"""

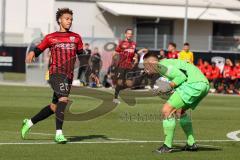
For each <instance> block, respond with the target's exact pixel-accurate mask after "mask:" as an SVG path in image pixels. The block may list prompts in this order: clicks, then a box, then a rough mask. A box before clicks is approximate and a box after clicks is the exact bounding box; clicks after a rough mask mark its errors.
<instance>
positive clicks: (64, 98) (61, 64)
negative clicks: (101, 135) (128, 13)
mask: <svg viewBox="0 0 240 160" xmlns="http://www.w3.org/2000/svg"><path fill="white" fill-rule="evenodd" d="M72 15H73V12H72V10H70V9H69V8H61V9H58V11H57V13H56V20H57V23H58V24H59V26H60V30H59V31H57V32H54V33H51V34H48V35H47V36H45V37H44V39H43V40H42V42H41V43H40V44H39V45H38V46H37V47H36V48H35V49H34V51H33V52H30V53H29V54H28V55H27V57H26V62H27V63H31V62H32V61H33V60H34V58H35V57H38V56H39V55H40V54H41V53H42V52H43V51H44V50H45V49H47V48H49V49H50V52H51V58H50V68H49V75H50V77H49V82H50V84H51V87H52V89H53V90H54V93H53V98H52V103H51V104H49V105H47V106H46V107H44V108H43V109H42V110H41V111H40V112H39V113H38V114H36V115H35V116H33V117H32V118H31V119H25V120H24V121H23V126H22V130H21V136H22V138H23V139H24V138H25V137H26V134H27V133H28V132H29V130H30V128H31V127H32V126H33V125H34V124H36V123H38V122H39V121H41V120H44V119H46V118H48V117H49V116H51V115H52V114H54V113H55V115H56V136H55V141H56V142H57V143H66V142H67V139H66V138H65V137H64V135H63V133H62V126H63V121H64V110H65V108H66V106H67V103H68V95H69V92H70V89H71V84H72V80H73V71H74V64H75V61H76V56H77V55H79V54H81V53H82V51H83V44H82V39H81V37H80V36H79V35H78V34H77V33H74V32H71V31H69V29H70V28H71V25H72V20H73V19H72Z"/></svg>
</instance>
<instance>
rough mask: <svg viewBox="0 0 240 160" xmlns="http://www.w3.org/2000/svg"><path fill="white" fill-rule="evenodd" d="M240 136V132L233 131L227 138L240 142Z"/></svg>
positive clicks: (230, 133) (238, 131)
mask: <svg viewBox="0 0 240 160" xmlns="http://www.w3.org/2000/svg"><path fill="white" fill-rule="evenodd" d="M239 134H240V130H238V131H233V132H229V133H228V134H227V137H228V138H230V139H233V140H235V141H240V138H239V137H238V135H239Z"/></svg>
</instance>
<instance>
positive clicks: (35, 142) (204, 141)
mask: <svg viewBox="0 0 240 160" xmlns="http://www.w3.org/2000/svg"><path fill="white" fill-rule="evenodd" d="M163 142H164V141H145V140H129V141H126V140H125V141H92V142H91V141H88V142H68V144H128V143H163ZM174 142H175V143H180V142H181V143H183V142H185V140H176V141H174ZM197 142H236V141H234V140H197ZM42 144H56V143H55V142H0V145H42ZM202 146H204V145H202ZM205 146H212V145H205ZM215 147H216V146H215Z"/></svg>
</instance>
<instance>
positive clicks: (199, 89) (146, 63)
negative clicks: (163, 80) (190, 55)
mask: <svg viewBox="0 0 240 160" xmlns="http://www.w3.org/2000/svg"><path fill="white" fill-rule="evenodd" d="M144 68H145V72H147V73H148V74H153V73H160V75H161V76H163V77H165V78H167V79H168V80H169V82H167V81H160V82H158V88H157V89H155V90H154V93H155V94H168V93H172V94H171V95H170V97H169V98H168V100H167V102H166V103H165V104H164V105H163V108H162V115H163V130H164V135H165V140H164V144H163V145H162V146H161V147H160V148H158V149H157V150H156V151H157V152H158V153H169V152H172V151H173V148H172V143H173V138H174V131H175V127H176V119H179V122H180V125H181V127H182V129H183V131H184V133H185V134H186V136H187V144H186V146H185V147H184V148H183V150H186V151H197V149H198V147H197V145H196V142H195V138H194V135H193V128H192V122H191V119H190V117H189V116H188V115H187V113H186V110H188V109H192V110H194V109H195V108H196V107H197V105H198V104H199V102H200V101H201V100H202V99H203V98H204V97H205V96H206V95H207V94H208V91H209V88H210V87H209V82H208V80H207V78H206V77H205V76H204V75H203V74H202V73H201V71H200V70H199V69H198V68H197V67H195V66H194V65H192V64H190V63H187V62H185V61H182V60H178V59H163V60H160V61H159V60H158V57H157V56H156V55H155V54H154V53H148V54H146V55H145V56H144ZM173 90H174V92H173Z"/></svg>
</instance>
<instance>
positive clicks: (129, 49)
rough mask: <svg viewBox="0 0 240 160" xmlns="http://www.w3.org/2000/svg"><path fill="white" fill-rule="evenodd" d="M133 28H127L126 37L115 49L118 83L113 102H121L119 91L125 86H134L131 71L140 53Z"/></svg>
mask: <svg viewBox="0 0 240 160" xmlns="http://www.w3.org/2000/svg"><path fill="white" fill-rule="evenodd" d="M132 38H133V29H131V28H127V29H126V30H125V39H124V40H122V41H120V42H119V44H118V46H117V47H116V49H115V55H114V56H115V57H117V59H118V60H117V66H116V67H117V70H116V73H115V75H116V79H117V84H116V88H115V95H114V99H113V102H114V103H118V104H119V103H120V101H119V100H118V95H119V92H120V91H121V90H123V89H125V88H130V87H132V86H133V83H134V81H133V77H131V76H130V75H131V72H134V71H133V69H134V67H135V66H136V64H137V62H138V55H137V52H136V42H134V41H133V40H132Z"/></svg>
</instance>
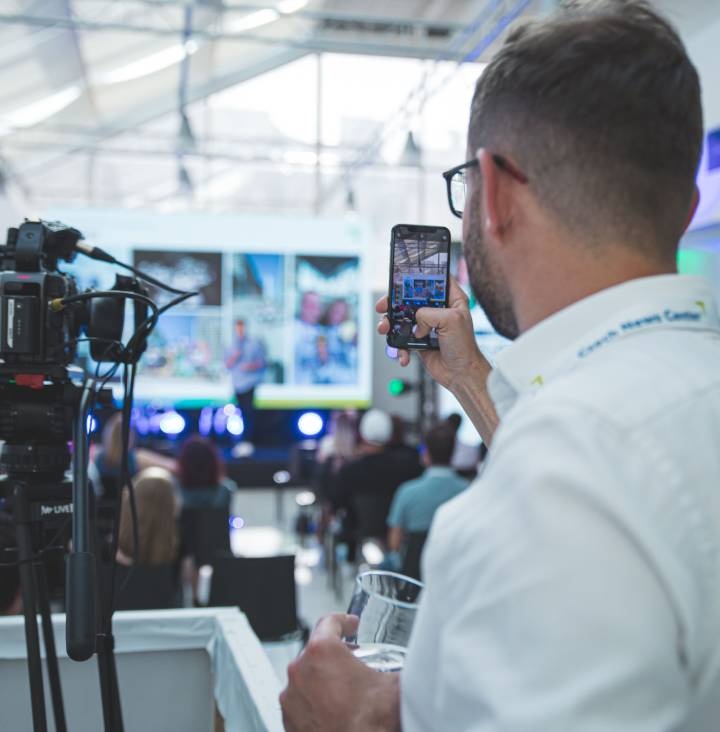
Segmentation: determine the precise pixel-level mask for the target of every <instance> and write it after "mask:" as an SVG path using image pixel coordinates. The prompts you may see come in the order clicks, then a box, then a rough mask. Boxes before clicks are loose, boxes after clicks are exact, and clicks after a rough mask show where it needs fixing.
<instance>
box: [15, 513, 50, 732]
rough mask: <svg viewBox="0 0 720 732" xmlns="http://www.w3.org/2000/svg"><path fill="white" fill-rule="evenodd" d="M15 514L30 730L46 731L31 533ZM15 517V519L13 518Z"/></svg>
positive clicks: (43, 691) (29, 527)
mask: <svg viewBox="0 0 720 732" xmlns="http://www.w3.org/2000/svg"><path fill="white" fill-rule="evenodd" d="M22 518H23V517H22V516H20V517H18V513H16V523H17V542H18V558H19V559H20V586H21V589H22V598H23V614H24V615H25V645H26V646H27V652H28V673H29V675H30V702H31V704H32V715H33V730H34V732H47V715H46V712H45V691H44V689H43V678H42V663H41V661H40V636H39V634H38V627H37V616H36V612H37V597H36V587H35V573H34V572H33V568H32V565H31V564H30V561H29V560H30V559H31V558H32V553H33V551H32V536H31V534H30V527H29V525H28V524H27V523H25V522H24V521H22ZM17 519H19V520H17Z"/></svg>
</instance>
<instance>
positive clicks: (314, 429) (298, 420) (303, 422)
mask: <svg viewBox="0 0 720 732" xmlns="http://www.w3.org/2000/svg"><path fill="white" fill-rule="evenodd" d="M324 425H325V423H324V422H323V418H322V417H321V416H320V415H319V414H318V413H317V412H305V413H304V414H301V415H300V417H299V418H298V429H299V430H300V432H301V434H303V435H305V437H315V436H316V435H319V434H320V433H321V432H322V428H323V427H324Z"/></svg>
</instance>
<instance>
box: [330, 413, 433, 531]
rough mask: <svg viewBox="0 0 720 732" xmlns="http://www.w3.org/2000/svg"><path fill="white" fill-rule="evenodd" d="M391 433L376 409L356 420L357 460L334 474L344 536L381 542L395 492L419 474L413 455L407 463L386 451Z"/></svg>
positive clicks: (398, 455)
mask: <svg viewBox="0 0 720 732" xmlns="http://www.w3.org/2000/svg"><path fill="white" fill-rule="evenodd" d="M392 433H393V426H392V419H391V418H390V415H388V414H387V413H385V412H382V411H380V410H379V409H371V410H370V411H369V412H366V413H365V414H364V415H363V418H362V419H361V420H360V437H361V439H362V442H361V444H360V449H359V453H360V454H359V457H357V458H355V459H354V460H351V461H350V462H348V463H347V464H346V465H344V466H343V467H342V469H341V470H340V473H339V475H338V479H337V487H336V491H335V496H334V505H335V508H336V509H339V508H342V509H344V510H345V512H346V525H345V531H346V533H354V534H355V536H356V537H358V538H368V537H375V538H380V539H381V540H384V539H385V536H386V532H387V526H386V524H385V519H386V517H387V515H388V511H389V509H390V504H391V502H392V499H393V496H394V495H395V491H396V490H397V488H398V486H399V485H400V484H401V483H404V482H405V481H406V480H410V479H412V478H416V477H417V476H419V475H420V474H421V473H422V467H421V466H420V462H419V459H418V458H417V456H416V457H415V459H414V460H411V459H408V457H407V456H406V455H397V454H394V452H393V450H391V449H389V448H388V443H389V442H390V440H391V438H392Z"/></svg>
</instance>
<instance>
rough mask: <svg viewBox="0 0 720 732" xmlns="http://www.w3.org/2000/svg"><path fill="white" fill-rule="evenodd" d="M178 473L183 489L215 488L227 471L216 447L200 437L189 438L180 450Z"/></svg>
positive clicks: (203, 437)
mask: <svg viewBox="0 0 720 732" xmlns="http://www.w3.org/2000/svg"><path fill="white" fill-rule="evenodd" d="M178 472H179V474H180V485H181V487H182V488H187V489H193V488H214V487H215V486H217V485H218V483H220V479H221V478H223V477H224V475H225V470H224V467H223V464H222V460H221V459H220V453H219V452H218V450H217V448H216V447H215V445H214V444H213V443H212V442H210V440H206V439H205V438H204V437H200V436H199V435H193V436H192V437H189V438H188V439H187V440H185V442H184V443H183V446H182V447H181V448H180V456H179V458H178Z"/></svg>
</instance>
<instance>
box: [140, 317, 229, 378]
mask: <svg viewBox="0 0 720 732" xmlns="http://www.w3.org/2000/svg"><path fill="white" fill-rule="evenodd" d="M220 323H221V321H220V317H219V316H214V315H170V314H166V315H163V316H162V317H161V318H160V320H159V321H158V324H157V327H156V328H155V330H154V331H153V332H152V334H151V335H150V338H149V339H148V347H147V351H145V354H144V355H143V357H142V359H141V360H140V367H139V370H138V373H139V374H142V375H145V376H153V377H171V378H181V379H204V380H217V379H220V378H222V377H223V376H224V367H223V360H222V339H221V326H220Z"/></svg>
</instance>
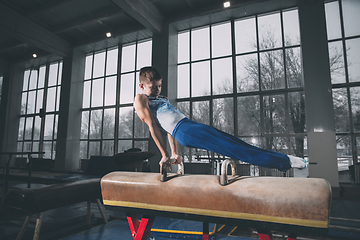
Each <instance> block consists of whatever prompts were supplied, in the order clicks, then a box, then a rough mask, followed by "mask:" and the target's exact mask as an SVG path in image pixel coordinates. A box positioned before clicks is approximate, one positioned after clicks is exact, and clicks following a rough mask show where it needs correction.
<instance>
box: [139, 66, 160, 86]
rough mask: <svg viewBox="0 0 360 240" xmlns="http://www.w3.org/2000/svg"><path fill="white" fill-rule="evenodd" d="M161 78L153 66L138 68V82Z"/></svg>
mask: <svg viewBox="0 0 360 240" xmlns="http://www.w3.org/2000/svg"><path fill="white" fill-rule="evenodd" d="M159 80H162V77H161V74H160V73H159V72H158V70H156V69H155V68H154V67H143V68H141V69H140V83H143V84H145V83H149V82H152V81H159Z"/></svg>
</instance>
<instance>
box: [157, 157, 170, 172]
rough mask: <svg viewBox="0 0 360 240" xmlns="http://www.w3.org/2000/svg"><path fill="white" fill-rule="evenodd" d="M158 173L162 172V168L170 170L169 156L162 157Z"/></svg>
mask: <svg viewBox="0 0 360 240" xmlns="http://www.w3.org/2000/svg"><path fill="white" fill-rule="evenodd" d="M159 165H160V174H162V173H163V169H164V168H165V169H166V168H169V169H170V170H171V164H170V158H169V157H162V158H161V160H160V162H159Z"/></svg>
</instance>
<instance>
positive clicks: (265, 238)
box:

"""

§ **BRIEF**: Copy only this part of the entries above: the line with "Segmentation: determine the", the line with "box: [15, 513, 50, 732]", and the lines between, all exactly as written.

§ **YOUR SOLUTION**:
Segmentation: determine the precise pixel-level mask for the target of every <instance> and write it after "mask:" as an SVG path using image pixel coordinates. The prompts you may see come in the order clicks, then a box, then a rough mask. Boxes before clicks are loose, boxes after clicks are exact, and clicks after a rough mask show where it needs fixing.
<instance>
box: [15, 513, 50, 732]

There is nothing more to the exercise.